→ Quoted passage:
⟨

Datareign

Awk comes into its own when you need to do something just a little more sophisticated than standard text editing but don't have the time nor inclination to use Perl or another programming language.

Finding the Length of a Line

A colleague needed to find the length of a particular line in a file. He discovered that using 'wc' gave the wrong result (as in “head -2 filename | tail -1 | wc -c”). Here's what he came up with instead. Note the parentheses…

 cat filename | awk '{ if ( NR == 2 ) {print length($0); exit; } } '

Sizing a Directory

This uses Awk's ability to do arithmetic across multiple input lines to produce a count, total and average file size for a directory or a supplied pattern. It's a usefull tool for quick 'n' dirty system admin…

 echo "Harvey's file counter and sizer"
 echo "-------------------------------"
 if [[ -z $1 ]]
 then
    echo "Sizing entire directory"
 else
    echo "Sizing files for pattern [$1]"
 fi
 
 ls -l >/tmp/fsz.$$_1
 
 # -------------------------------
 # Remove any directory entries...
 # -------------------------------
 grep -v ^total /tmp/fsz.$$_1 | grep -v ^d >/tmp/fsz.$$
 rm /tmp/fsz.$$_1
 # ------------------------
 # Set up the search job...
 # ------------------------
 if [[ -z $1 ]]
 then
    cat /tmp/fsz.$$ | awk '{s += $5}; END {printf "\nThere are %d files matching pattern\nAverage size is %f\nTotal size is %f\n", NR, s/NR, s}'
 else
    grep $1 /tmp/fsz.$$ | awk '{s += $5}; END {printf "\nThere are %d files matching pattern\nAverage size is %f\nTotal size is %f\n", NR, s/NR, s}'
 fi
 rm /tmp/fsz.$$

Don't use awk - Use nawk!

⟩

→ Dataset extract:
⟨

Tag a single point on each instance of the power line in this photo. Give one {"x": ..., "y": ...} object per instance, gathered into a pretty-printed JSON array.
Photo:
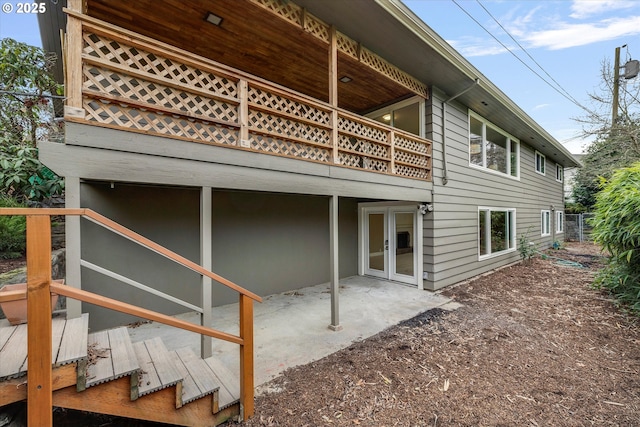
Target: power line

⟩

→ Short exercise A:
According to the Awk page, what three figures does the directory-sizing script produce?
→ Short exercise B:
Continue the Awk page from its last line onward.

→ Answer A:
A count, a total and an average file size.

→ Answer B:
I couldn't work out why this wouldn't work when I ran it using awk (as it worked fine on another machine). It turned out that it would perform admirably if I ran it using nawk instead. It's worth trying this out on your own machine and seeing what happens…

 nawk '{ if(substr($0,405,2)=="LS") print $0 }' sourcefile.dat | head -10000 > targetfile.dat

Flushing Buffers and Disappearing Output

Using Awk at the end of a pipe can lead to unexpected behaviour, because Awk, unlike most Unix software, does not flush its buffers automatically. It is possible to create a script that appears to work normally, when output is sent to the screen but seems to freeze, when the output is sent to a file. Thus code like this…

cat $PatternList | while read Pattern
do
  Result=$(cat AgentList.txt | grep -c "${Pattern}")
  let TotalRobots+=$Result
  echo "\"${Pattern}\",${Result},${TotalRobots}"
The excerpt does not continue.